• Records to use:
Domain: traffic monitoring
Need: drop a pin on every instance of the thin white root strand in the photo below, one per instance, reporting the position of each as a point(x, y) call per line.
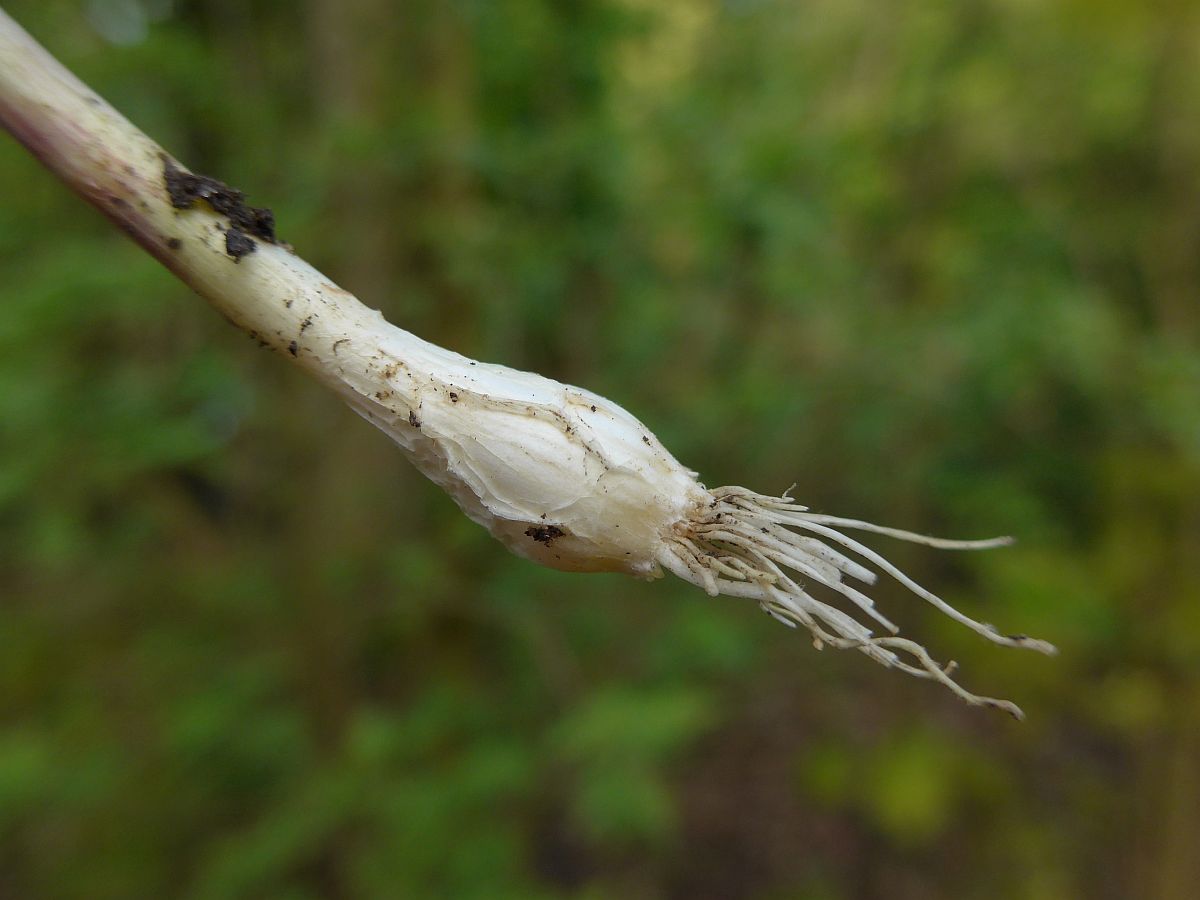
point(741, 545)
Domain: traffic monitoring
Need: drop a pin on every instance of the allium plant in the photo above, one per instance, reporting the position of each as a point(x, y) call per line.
point(557, 474)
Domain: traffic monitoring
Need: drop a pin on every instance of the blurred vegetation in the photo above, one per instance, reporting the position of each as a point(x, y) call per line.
point(935, 261)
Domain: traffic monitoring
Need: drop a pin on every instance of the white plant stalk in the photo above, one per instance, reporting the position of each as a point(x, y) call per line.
point(559, 475)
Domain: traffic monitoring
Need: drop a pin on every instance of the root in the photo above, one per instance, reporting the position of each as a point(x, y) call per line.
point(745, 544)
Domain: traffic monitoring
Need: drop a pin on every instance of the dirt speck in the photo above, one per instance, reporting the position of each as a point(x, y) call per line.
point(238, 245)
point(545, 534)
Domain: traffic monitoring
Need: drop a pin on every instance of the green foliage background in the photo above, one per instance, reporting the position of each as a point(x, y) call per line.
point(935, 261)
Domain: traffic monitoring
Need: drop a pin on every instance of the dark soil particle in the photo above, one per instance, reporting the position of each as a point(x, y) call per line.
point(545, 534)
point(238, 245)
point(186, 189)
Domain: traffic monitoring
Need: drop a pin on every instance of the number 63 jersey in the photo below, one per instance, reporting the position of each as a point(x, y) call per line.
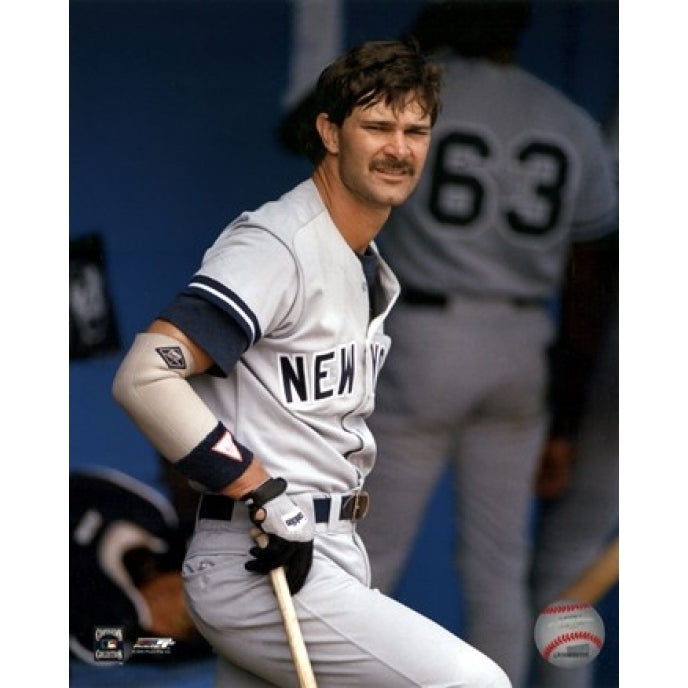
point(515, 174)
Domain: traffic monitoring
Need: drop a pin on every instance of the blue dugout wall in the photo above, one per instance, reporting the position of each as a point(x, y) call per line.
point(173, 110)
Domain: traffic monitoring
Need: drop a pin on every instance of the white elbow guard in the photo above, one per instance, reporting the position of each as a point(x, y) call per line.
point(151, 386)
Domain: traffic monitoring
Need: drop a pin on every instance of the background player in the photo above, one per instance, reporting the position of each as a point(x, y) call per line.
point(274, 348)
point(517, 174)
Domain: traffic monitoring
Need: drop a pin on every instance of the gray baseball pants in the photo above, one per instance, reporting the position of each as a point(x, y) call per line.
point(356, 636)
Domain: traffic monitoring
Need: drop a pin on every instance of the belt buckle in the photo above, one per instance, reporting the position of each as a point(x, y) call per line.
point(357, 505)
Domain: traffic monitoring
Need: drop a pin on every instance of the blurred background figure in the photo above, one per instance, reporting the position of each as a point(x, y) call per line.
point(578, 481)
point(519, 185)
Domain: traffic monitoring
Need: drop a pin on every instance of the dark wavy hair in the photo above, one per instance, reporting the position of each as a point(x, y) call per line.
point(373, 72)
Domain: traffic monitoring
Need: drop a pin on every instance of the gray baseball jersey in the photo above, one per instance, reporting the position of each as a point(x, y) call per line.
point(516, 172)
point(300, 395)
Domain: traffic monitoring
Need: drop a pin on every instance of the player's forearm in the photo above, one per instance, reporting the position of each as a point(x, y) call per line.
point(151, 386)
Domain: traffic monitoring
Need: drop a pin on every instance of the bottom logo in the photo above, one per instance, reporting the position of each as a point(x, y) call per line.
point(108, 644)
point(153, 646)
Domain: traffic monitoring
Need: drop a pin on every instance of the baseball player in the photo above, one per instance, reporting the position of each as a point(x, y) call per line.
point(256, 383)
point(516, 175)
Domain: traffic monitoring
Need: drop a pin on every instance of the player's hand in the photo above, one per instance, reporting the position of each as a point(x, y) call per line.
point(289, 530)
point(554, 473)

• What this task involves: Pull out each line of the items above that contains the word "background", and copy those lines in full.

• Reply to the task:
Need: drop a pin on every instance of the green foliage background in the photo above, one per instance, reporting the position of each as a point(x, y) call per line.
Need: drop a pin on every instance of the background player in the photo above, one per instance, reporting the position of each as a point(x, y) call per line.
Need: drop a pin on every instance of the blurred background figure in the photo above, one per instance, reporting the position of each as a point(x, y) call per line.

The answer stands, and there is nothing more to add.